• [WHAT TO DO]:
[1] List everything that the article on Gen. Dempsey's military strategy says Dempsey's task is to do.
[2] From the article on Gen. Dempsey's military strategy, quote the passage that begins with the words containing "In my Foreign" and ends with "Iran's nuclear program.".

Small Wars Journal

This Week at War: Doing More With Less

Fri, 11/11/2011 - 6:15pm

In my Foreign Policy column, I discuss Gen. Dempsey's plan for refocusing U.S. military forces. I also discuss why nothing seems to be working against Iran's nuclear program.

 

Adaptability will have to fill in for money and manpower

In a speech this week to senior leaders of the National Guard, Joint Chiefs Chairman Gen. Martin Dempsey revealed his outline of U.S. military strategy for the remainder of the decade. Dempsey's task is to reshape the military to accomplish anticipated missions, respond and adapt to surprises, and do all this with much less funding than previously expected. Fewer soldiers with fewer new weapons will be expected to do a wider variety of tasks. Whether the Pentagon can organize itself for such flexibility and whether soldiers can learn to be "jacks of all trades" remains to be seen.

In a recent essayfor Foreign Policy, Secretary of State Hillary Clinton proclaimed that the Asia-Pacific region will be the new center of U.S. policy. Dempsey's military strategy will support Clinton's diplomatic plan -- he announced that the Pacific will be his top military priority. It is comforting to know that the diplomats and soldiers might finally be cooperating on grand strategy.

But Dempsey reminded his audience that in spite of the emphasis on the Pacific, the United States remains a global power with worldwide responsibilities. Risk will likely rise in those areas where resources are thinned. Dempsey discussed three strategies to get more out of his remaining forces.

First, he called for a reformulated relationship between active-duty and National Guard and reserve forces. Implied in this proposal is a transfer of many active-duty Army forces, especially heavy tank and mechanized units, into the National Guard and reserve. With demand for such forces expected to drop following the withdrawal from Afghanistan, defense budget planners no doubt see this move as a way to save money on active duty personnel and training costs. The Air Force and Marine Corps will also likely be asked to similarly contribute. But a remaining concern is how quickly the Pentagon will be able to reconstitute reserve forces into effective combat units during a crisis.

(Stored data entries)
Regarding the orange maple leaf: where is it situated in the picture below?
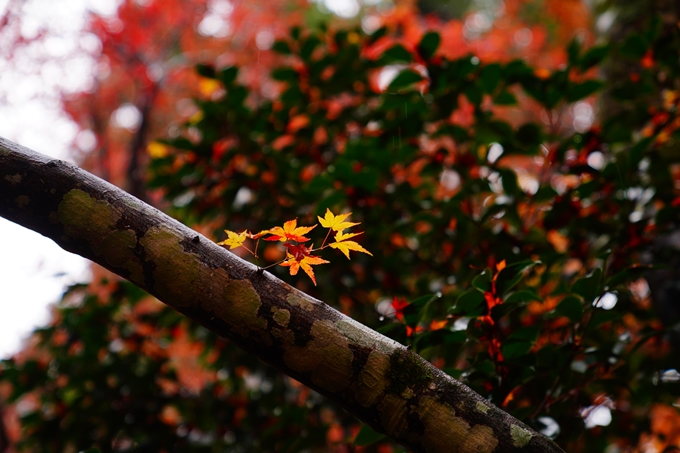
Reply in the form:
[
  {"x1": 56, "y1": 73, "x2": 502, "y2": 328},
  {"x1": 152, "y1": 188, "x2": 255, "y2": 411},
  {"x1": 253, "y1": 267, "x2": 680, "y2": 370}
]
[
  {"x1": 281, "y1": 253, "x2": 330, "y2": 286},
  {"x1": 247, "y1": 230, "x2": 271, "y2": 239},
  {"x1": 265, "y1": 219, "x2": 317, "y2": 242},
  {"x1": 317, "y1": 208, "x2": 359, "y2": 231},
  {"x1": 331, "y1": 231, "x2": 373, "y2": 259}
]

• [ANSWERS TO THE TASKS]:
[1]
- Reshape the military to accomplish anticipated missions
- Respond and adapt to surprises
- Do all this with much less funding than previously expected

[2]
In my Foreign Policy column, I discuss Gen. Dempsey's plan for refocusing U.S. military forces. I also discuss why nothing seems to be working against Iran's nuclear program.